Copy the items below word for word, starting at the very beginning and ending with the line containing "positive clicks: (276, 28)".
*** Begin section ***
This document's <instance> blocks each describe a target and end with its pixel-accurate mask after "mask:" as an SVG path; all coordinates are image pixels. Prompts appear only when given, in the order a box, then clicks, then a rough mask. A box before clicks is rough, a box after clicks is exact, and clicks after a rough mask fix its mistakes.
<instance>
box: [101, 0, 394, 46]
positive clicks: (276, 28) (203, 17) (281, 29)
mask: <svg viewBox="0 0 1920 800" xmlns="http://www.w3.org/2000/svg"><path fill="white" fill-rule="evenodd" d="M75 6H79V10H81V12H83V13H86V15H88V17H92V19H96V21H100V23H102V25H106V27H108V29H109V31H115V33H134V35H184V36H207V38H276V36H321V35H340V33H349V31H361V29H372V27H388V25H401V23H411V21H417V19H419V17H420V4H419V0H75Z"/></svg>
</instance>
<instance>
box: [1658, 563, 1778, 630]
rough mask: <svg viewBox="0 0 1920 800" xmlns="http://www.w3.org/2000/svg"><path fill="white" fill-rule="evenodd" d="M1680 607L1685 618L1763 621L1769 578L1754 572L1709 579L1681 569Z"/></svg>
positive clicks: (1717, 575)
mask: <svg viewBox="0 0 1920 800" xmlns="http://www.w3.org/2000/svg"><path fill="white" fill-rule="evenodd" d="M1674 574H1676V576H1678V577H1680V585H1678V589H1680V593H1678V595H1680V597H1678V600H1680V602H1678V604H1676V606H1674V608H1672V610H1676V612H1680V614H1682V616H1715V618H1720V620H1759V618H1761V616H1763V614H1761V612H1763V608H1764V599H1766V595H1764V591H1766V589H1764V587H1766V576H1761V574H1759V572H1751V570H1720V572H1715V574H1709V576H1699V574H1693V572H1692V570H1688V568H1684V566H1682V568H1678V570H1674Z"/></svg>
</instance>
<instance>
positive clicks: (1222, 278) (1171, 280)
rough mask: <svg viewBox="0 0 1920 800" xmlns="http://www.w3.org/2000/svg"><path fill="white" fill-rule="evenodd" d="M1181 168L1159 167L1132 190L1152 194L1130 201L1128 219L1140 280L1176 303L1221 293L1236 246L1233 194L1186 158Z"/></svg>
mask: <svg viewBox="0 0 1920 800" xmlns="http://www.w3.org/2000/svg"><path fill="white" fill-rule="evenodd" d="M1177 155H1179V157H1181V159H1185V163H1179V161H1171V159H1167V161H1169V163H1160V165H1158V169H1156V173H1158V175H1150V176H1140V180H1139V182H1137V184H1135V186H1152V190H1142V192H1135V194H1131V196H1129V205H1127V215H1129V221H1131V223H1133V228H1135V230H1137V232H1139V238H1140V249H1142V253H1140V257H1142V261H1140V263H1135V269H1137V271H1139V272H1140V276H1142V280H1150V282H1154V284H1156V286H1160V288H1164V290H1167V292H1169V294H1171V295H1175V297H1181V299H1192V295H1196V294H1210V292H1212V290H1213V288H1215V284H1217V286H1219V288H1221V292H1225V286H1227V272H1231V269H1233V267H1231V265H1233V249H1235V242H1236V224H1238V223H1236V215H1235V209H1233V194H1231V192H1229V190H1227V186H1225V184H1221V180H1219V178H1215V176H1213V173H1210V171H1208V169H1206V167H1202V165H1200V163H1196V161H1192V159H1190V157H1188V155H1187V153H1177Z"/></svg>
*** End section ***
Result:
This document's <instance> blocks each describe a target and end with its pixel-accurate mask after "mask:" as an SVG path; all coordinates are image pixels. Prompts appear only when given, in the order a box, then clicks, then a rough mask. A box before clicks is rough, a box after clicks is exact, and clicks after a rough mask fix its mistakes.
<instance>
box: [101, 0, 394, 46]
positive clicks: (276, 28) (203, 17) (281, 29)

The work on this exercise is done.